Task to carry out: Reproduce the whole of the data exactly.

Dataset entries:

_ _ _ _ _ _ _

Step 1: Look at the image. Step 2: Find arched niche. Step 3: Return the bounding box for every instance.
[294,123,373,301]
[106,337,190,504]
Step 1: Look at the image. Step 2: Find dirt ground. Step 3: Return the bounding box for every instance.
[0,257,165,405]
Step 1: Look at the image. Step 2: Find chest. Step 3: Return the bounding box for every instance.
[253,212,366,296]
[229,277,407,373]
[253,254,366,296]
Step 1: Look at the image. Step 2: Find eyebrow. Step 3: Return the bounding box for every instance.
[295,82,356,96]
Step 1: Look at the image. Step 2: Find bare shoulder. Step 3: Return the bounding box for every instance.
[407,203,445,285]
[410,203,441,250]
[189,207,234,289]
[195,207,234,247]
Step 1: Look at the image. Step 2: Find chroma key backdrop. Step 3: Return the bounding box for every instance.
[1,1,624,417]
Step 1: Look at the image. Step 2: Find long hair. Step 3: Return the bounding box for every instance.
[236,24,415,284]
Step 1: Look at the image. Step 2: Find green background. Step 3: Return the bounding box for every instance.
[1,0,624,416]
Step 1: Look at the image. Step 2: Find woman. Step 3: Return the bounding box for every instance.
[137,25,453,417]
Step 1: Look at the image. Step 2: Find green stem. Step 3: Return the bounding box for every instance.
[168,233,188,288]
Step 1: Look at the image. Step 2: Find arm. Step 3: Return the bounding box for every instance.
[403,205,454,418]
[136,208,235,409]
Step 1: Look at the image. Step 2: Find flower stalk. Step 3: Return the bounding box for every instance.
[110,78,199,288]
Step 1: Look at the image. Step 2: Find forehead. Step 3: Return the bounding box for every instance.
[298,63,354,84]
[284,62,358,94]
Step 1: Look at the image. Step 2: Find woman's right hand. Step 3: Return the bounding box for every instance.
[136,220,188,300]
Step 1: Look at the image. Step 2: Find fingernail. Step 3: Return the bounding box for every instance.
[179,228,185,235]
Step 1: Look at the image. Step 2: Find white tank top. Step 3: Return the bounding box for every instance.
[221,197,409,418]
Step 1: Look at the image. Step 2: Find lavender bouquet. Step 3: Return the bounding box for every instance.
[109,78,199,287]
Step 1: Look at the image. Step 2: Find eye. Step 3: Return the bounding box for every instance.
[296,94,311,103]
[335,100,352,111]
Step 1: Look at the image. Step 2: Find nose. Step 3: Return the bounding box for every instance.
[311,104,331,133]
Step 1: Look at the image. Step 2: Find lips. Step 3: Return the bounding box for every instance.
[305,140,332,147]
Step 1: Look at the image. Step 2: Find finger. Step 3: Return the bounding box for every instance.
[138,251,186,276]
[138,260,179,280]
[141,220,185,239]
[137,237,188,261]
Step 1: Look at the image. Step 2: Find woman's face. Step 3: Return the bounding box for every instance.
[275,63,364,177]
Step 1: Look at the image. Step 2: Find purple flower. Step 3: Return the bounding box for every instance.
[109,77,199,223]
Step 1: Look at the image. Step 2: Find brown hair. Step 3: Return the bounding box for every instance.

_ _ _ _ _ _ _

Task answer:
Step 1: Look at the image. Step 2: Find arched niche. Step 3: Return the bounding box for every instance.
[294,123,373,301]
[106,337,190,504]
Step 1: Look at the image. Step 2: Find dirt ground. Step 3: Return the bounding box for every instance.
[0,257,165,405]
Step 1: Look at the image. Step 2: Find chest. Step 3: Return the bounding box for every instance.
[253,212,366,296]
[229,277,407,373]
[253,254,366,296]
Step 1: Look at the image. Step 2: Find eyebrow. Step 3: Return the bounding box for every instance.
[295,82,356,96]
Step 1: Look at the image. Step 2: Find bare shoulder. Step 3: Return the bounding box for every instance.
[407,203,445,285]
[410,203,441,250]
[189,207,234,289]
[195,207,234,247]
Step 1: Look at the image. Step 2: Find chroma key backdrop. Step 3: Return the bounding box for every instance.
[1,1,624,417]
Step 1: Look at the image. Step 2: Find long hair. Step 3: Return the bounding box for every instance.
[236,24,415,284]
Step 1: Look at the image. Step 2: Find green background. Step 3: Return the bounding box for every instance.
[1,0,624,416]
Step 1: Look at the image. Step 2: Find woman. Step 3: Return the bounding box for every instance.
[137,25,453,417]
Step 1: Look at the image. Step 2: Find green stem. Step 3: Return the bounding box for every instance.
[168,233,188,288]
Step 1: Look at the image. Step 2: Find arm. Step 3: Return the bounding box for every instance.
[403,205,454,418]
[136,208,235,409]
Step 1: Look at the image. Step 2: Find flower stalk. Step 3: Return the bounding box for every instance.
[110,78,199,288]
Step 1: Look at the image. Step 2: Find forehead. Step 3: Return the bounding box for every instance.
[298,63,354,84]
[284,62,358,94]
Step 1: Look at the image. Step 2: Find woman's right hand. Step 3: Return the bounding box for every instance.
[136,220,188,300]
Step 1: Look at the image. Step 2: Find fingernail. Step 3: Return the bounding box for every instance.
[179,228,185,235]
Step 1: Look at the image. Step 2: Find white tank top. Step 3: Return the bounding box for every instance.
[221,197,409,418]
Step 1: Look at the image. Step 2: Find lavender bouquet. Step 3: Return the bounding box for every instance.
[109,78,199,287]
Step 1: Look at the image. Step 2: Find eye. Step 3: Return the bounding box for every instance.
[296,94,311,103]
[335,100,352,111]
Step 1: Look at the image. Step 2: Find nose. Step 3: Return the bounding box for every instance.
[311,104,331,133]
Step 1: Look at the image. Step 2: Find lips. Step 3: Return the bounding box for every instance.
[305,140,332,147]
Step 1: Look at the image. Step 2: Find finger. Step 3: Return the bounding box for every instance.
[138,251,186,276]
[138,260,179,280]
[141,220,185,239]
[137,237,188,261]
Step 1: Look at the image. Step 2: Find woman's face. Step 3: Return the bounding box for every instance.
[275,63,364,177]
Step 1: Look at the image. Step 2: Find purple flower. Step 3: Return the bounding box for every instance.
[109,77,199,223]
Step 1: Look at the image. Step 2: Find brown hair. Step 3: Return the bounding box for every instance.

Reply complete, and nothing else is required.